■ Listed records
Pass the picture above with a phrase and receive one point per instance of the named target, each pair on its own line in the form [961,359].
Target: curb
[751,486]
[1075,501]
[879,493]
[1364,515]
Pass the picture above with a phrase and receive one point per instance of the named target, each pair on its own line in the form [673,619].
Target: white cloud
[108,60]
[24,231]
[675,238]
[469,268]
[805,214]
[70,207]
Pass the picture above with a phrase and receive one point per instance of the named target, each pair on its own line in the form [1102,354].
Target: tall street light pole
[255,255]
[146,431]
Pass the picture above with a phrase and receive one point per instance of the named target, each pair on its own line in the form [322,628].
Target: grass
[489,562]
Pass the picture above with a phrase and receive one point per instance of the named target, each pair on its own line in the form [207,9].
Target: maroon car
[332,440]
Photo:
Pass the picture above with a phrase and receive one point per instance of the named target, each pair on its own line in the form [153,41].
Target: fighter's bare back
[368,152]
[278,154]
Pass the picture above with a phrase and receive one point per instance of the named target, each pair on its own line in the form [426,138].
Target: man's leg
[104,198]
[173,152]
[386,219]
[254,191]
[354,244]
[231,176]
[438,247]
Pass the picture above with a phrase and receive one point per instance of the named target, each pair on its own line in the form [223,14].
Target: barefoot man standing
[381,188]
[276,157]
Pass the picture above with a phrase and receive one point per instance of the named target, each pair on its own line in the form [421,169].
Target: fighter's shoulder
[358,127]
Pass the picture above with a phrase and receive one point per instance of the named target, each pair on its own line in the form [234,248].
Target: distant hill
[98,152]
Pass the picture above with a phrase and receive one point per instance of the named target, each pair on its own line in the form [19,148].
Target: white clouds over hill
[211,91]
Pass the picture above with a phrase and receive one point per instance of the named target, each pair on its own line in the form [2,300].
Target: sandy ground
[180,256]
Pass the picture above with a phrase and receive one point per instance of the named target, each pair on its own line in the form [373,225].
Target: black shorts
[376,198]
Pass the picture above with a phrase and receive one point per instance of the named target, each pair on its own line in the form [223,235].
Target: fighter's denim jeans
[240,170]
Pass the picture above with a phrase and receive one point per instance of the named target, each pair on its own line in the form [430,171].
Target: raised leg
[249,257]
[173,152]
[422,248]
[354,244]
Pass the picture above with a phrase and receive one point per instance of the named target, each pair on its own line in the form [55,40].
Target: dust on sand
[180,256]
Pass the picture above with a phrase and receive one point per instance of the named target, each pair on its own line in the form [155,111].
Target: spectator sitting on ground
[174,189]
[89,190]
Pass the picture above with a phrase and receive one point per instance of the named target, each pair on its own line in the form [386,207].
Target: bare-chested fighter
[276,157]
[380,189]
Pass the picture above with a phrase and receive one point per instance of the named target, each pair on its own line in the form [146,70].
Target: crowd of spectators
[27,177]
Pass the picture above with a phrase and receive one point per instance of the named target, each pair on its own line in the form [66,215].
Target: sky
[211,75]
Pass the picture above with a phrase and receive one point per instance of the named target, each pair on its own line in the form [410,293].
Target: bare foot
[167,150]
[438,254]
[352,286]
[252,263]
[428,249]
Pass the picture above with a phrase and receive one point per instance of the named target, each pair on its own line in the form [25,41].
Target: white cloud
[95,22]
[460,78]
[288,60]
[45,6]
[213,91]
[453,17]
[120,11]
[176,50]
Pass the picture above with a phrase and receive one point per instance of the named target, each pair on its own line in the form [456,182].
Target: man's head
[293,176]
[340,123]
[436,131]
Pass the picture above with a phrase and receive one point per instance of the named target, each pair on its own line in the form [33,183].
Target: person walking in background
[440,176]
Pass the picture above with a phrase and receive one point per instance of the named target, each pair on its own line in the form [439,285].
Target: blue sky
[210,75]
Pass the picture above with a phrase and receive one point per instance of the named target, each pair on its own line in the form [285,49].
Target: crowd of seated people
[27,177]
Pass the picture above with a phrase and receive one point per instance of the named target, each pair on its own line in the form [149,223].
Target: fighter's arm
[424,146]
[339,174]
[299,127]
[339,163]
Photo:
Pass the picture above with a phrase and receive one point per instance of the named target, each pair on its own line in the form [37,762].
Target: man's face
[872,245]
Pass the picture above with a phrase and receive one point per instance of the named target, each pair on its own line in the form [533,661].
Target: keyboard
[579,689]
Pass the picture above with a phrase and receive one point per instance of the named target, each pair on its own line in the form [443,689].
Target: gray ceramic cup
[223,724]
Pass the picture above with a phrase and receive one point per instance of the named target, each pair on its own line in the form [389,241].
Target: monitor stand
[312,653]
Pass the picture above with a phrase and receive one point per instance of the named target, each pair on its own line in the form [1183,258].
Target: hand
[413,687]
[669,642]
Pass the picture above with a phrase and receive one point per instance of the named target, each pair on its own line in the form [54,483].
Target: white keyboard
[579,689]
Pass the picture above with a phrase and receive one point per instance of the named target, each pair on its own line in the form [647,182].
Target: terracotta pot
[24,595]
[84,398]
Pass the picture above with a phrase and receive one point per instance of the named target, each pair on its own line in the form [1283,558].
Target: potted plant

■ How to complete this task
Starting at the line that contains "the form [443,689].", print every line through the end of the listing, word for word. Leave out all the rest.

■ Finished exercise
Pass the picture above with a phrase and receive one point per instance of the named target, each pair on its own line in the form [443,689].
Target: gray ceramic cup
[223,724]
Pass the picture above with a phrase and receive one point per instance of the named target, each pair on its own line in the form [389,241].
Target: monitor stand
[312,653]
Pass the picture above with a phrase and receive one point per instance of the named target, each pair on its own line in the form [1183,258].
Target: hand
[413,687]
[669,642]
Pass the picture above with a phrase and receive one point per instance of the named target, each pair on its own line in the form [54,483].
Target: white keyboard
[579,689]
Pass the picture above with a phrase and receive one point per instance of the named target, each pair on its own line in the form [647,182].
Target: terracotta pot
[24,595]
[84,398]
Pass the picture above with a phrase and receive one point per instance of the named target, each pair on its own line in the form [1283,558].
Target: potted plant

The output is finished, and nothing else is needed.